**阅读文本**
#####
多阶段抓取 pipeline¶

v0.10.87 起（SPEC-004 Phase 1）— 默认关闭，需在 settings 把 enableMultiStageScrape 改 true 启用。 Phase 2 域名状态机将基于本 pipeline 的事件流构建。

为什么要做¶

旧链路 processWebsiteScrape 拿到任何官网 URL 都会直接 scrapeWithTab(url) 开 chrome.tabs 实抓：

单站 ~ 5-10 秒
大批量（如 22 万站）需 ~ 30 天
浪费场景：DNS 死、SSL 过期、404、anti-bot 全拒、真无 contact 的站

多阶段 pipeline 在 tab fallback 之前加 3 道闸：HEAD 探测 → GET fetch → regex 解析。能在客户端轻量层处理掉的 URL 永不开 tab。

决策树¶

                         URL
                          │
              ┌───────────▼───────────┐
              │ ②  HEAD probe (3s)    │  src/utils/website-probe.ts
              └──┬────┬─────┬─────┬───┘
                 │    │     │     │
   dead/404 ◀────┘    │     │     └──▶ ok ─▶ ③
                      │     │
        antibot ◀─────┘     │
        (cf-mitigated)      │
                            │
        retry-later ◀───────┘ (5xx / 429)
                            │
              ┌─────────────▼────────────┐
              │ ③  GET fetch (5s)        │  src/utils/website-fetcher.ts
              └──┬────┬─────┬─────┬──────┘
                 │    │     │     │
   non-html ◀────┘    │     │     └──▶ ok html ─▶ ④
                      │     │
        antibot ◀─────┘     │
        (body markers)      │
                            │
        too-small/fail ◀────┘ (< 1KB / network)
#####
**所给资料**
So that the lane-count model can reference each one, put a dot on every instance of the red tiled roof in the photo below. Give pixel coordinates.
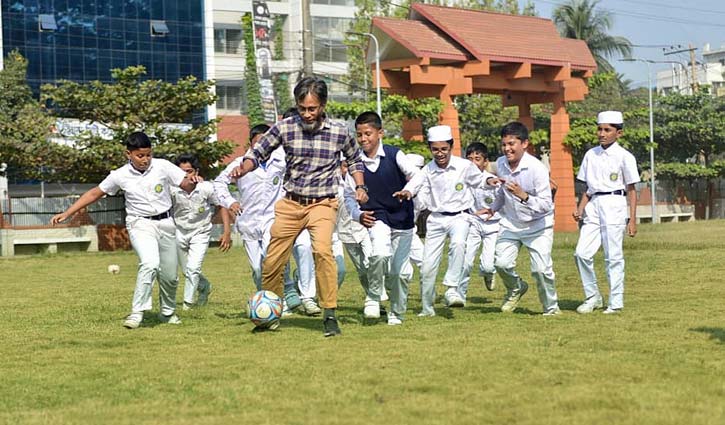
#####
**任务说明**
A - 请把阅读文本中的句子“能在客户端轻量层处理掉的 URL 永不开 tab。”译成英文。
B - 根据阅读文本，需要在 settings 中把哪一项改为 true 才能启用多阶段抓取 pipeline？
C - 请从阅读文本中的“多阶段抓取 pipeline¶”起，一字不差地抄写到“URL 永不开 tab。”为止。
所给资料与阅读文本的内容没有关系。

**参考答案**
A - URLs that can be handled in the lightweight client-side layer never open a tab.

B - enableMultiStageScrape

C -
多阶段抓取 pipeline¶

v0.10.87 起（SPEC-004 Phase 1）— 默认关闭，需在 settings 把 enableMultiStageScrape 改 true 启用。 Phase 2 域名状态机将基于本 pipeline 的事件流构建。

为什么要做¶

旧链路 processWebsiteScrape 拿到任何官网 URL 都会直接 scrapeWithTab(url) 开 chrome.tabs 实抓：

单站 ~ 5-10 秒
大批量（如 22 万站）需 ~ 30 天
浪费场景：DNS 死、SSL 过期、404、anti-bot 全拒、真无 contact 的站

多阶段 pipeline 在 tab fallback 之前加 3 道闸：HEAD 探测 → GET fetch → regex 解析。能在客户端轻量层处理掉的 URL 永不开 tab。